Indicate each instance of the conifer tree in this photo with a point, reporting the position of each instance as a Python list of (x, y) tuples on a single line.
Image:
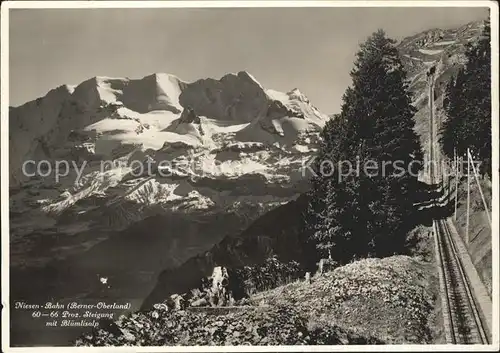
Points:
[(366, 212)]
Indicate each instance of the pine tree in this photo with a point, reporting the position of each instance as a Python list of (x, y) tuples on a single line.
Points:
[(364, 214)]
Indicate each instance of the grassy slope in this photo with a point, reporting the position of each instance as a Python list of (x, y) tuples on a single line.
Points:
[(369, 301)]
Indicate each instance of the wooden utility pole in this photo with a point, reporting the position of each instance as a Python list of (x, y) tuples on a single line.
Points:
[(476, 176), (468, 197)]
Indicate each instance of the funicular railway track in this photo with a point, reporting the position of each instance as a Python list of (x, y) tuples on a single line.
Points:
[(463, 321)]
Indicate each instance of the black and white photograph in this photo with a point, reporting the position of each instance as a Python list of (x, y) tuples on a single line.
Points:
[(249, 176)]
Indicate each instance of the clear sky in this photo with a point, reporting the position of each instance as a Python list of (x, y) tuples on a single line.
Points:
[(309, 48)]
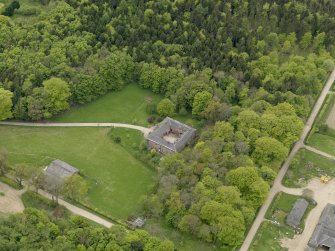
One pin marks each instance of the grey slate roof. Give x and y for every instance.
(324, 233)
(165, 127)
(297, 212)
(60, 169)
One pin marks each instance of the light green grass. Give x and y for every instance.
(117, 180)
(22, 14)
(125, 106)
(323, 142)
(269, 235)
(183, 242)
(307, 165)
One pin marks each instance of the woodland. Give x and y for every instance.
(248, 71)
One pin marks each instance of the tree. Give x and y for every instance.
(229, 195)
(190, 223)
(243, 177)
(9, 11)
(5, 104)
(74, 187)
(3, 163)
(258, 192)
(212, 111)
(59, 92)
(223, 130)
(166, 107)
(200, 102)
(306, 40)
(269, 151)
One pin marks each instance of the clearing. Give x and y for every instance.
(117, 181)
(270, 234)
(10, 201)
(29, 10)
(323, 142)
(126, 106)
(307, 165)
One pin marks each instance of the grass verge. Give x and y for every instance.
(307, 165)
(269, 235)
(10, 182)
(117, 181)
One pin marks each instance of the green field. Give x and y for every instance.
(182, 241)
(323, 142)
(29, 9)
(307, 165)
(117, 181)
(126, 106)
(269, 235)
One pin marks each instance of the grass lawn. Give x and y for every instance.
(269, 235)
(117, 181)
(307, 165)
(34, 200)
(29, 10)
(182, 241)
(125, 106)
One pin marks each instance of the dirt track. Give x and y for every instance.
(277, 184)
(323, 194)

════════

- PROBLEM STATEMENT: Any images must be dropped; all other material is to be printed exactly.

- EXPECTED ANSWER:
Indicate each instance of the conifer tree in this photo with a point, reporting the position of each instance as a Python list of (x, y) tuples on a single line.
Image:
Points:
[(366, 212)]
Indicate each instance of the pine tree in this photo with a point, reporting the position of each instance as a Python list of (x, y) tuples on a single line.
Points:
[(364, 214)]
Indicate each instance of the grassy slope in this photo with a point, reporting the position of each instance as a Python list of (x, y) tuples on a single line.
Points:
[(369, 301)]
Indicate each instance of the wooden utility pole in this photo with a point, reporting the position of each instance as a Python list of (x, y) tuples on a single line.
Points:
[(476, 176), (468, 197)]
Indicate each instance of the funicular railway track in this photo with a point, reporting the position of each instance as a Python list of (x, y) tuples on a single line.
Points:
[(463, 321)]
Indicate each instance of the black and white photograph in this photo with a point, reporting the position of each instance as a Python list of (x, y) tuples on a single line.
Points:
[(249, 176)]
Indicate each instance of the clear sky in this photo with a point, reporting the position of each instance as a Python list of (x, y) tuples on a single line.
Points:
[(309, 48)]
One pin marks each instance of the grey slate roof. Give x and y for every instance.
(324, 233)
(165, 127)
(297, 212)
(60, 169)
One pin marks each instance of the light green grass. Give x and y for every instance.
(117, 180)
(22, 14)
(125, 106)
(323, 142)
(269, 235)
(183, 242)
(307, 165)
One pin marks each instance of the woodland. Give x and y for every instance.
(248, 71)
One pin marks each instance of the tree. Give x and y for every instance.
(229, 195)
(190, 223)
(243, 177)
(9, 11)
(5, 104)
(74, 187)
(3, 163)
(258, 192)
(212, 111)
(59, 92)
(223, 130)
(166, 107)
(200, 102)
(306, 40)
(269, 151)
One pin marks each instance of the clearing. Give x and y for every instance.
(117, 181)
(270, 234)
(10, 201)
(29, 10)
(323, 142)
(126, 106)
(307, 165)
One pin marks each instance of the grass verge. Give x and y for every instance.
(307, 165)
(269, 235)
(10, 182)
(117, 181)
One pin marks each instance of the green field. Give x and y for every instance.
(182, 241)
(323, 142)
(29, 9)
(307, 165)
(117, 181)
(126, 106)
(269, 235)
One pin marks each instance of the grass lawn. Give x and y for every instance.
(269, 235)
(117, 181)
(307, 165)
(34, 200)
(29, 10)
(182, 241)
(125, 106)
One pin marks each instance of the dirt track. Give x and y for every instance.
(277, 184)
(323, 194)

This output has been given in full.